#### [WHAT NEEDS TO BE DONE]
Rewrite all the entries below as a JSON list of strings, one string per line, omitting blank lines. Leave the pictures out of the answer.
-- Start EXCERPTED RECORDS --
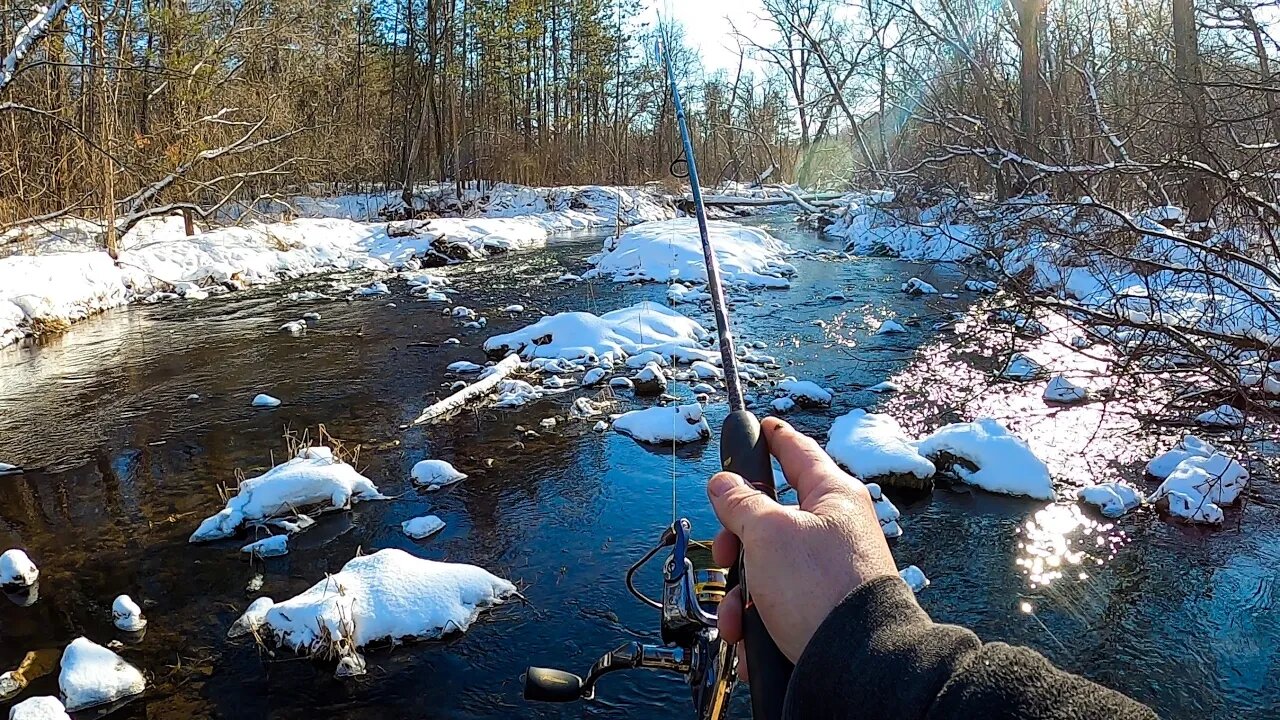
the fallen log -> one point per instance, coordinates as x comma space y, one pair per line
472, 391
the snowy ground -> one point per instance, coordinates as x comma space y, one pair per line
65, 277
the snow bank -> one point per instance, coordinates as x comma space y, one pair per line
127, 615
874, 446
39, 709
420, 528
385, 596
991, 458
17, 570
672, 250
314, 478
435, 473
1112, 499
92, 675
807, 393
1200, 486
886, 511
613, 336
682, 423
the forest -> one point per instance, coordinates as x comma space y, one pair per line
120, 109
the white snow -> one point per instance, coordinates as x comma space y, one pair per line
310, 479
782, 405
273, 546
1022, 368
435, 473
1223, 417
1064, 391
1191, 446
872, 446
915, 286
886, 511
464, 367
914, 578
1112, 499
807, 393
890, 327
617, 335
1005, 463
682, 423
17, 569
42, 707
127, 615
420, 528
385, 596
671, 250
252, 619
92, 675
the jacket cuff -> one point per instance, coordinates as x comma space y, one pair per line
880, 652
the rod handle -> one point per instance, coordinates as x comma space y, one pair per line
745, 451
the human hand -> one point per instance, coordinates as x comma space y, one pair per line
800, 561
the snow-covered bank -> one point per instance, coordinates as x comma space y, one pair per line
68, 277
385, 596
672, 250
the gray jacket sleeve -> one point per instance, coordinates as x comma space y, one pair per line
880, 655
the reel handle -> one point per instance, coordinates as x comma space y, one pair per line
745, 451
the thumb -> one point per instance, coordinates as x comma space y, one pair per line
739, 505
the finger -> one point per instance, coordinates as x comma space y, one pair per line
740, 507
730, 614
726, 548
805, 464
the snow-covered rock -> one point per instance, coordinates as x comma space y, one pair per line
17, 570
42, 707
886, 511
314, 478
252, 619
649, 381
1064, 391
1191, 446
617, 335
92, 675
1022, 368
672, 250
682, 423
1223, 417
915, 286
274, 546
990, 456
385, 596
435, 473
890, 327
127, 615
807, 393
1112, 499
874, 447
420, 528
914, 578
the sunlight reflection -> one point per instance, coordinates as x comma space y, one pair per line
1060, 540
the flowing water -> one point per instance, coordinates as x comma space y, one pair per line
122, 466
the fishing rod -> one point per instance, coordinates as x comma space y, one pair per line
690, 639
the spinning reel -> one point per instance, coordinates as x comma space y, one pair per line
690, 642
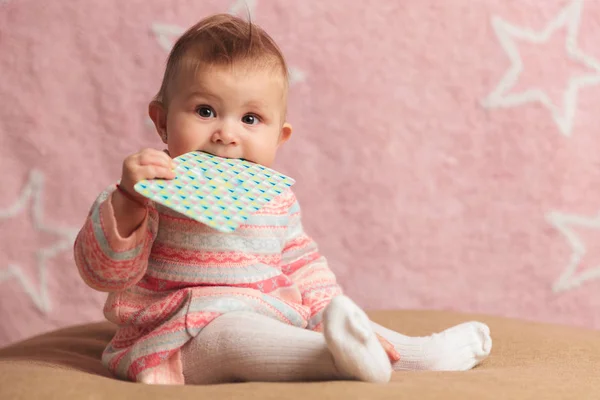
-- End EXCERPTED RECORDS --
#### [FULL SOLUTION]
[
  "the fallen log -> one point per instance, coordinates as x comma space y, one pair per line",
  "472, 391",
  "the snowy ground -> one point per instance, coordinates as x comma space y, one pair per line",
  "65, 277",
  "the snow bank -> one point per instance, coordinates as x comma space y, one pair per line",
  "127, 615",
  "874, 446",
  "39, 709",
  "420, 528",
  "385, 596",
  "991, 458",
  "17, 570",
  "672, 250",
  "314, 478",
  "435, 473",
  "1112, 499",
  "92, 675",
  "807, 393",
  "1200, 486",
  "886, 511",
  "613, 336",
  "682, 423",
  "the forest -> one point per instance, coordinates as x comma space y, one pair per line",
  "120, 109",
  "the white snow -> one point per instance, coordinates as x comma space y, one pair per line",
  "310, 479",
  "782, 405",
  "273, 546",
  "1022, 368",
  "435, 473",
  "1223, 417",
  "1064, 391",
  "1191, 446",
  "872, 446",
  "915, 286",
  "886, 511",
  "464, 367",
  "914, 578",
  "1112, 499",
  "807, 393",
  "890, 327",
  "617, 335",
  "1005, 463",
  "682, 423",
  "17, 569",
  "42, 707",
  "127, 615",
  "420, 528",
  "385, 596",
  "671, 250",
  "252, 619",
  "92, 675",
  "the jacket cuff -> one point per instance, coordinates as x comma space y, one pair per line",
  "880, 652",
  "the rod handle -> one point per instance, coordinates as x comma space y, one pair per line",
  "745, 451",
  "the human hand -> one point per instance, coordinates as x comma space y, one pair per line",
  "800, 561",
  "the snow-covered bank -> one point per instance, coordinates as x comma space y, one pair per line",
  "68, 277",
  "385, 596",
  "672, 250",
  "the gray jacket sleeve -> one point per instance, coordinates as x comma space y, one pair per line",
  "880, 655",
  "the reel handle -> one point per instance, coordinates as x comma space y, one pair per line",
  "745, 451",
  "the thumb -> one point per instance, coordinates as x comma space y, one pair per line",
  "739, 505",
  "the finger -> one point per instance, coordinates as x comma space y, one pair per line",
  "740, 507",
  "730, 614",
  "726, 548",
  "805, 464",
  "the snow-covered rock -> one point per instance, coordinates as x comma space y, one pair per line",
  "17, 570",
  "42, 707",
  "886, 511",
  "314, 478",
  "252, 619",
  "649, 381",
  "1064, 391",
  "1191, 446",
  "617, 335",
  "92, 675",
  "1022, 368",
  "672, 250",
  "682, 423",
  "1223, 417",
  "915, 286",
  "274, 546",
  "990, 456",
  "385, 596",
  "435, 473",
  "890, 327",
  "127, 615",
  "807, 393",
  "1112, 499",
  "874, 447",
  "420, 528",
  "914, 578",
  "the sunlight reflection -> one point per instance, coordinates as x comma space y, one pair per line",
  "1060, 540",
  "the flowing water -> one point per instance, coordinates as x comma space y, one pair per line",
  "122, 466",
  "the fishing rod -> one point per instance, coordinates as x comma space y, one pair per line",
  "690, 639",
  "the spinning reel -> one point per instance, coordinates as x comma space y, one pair per line",
  "690, 642"
]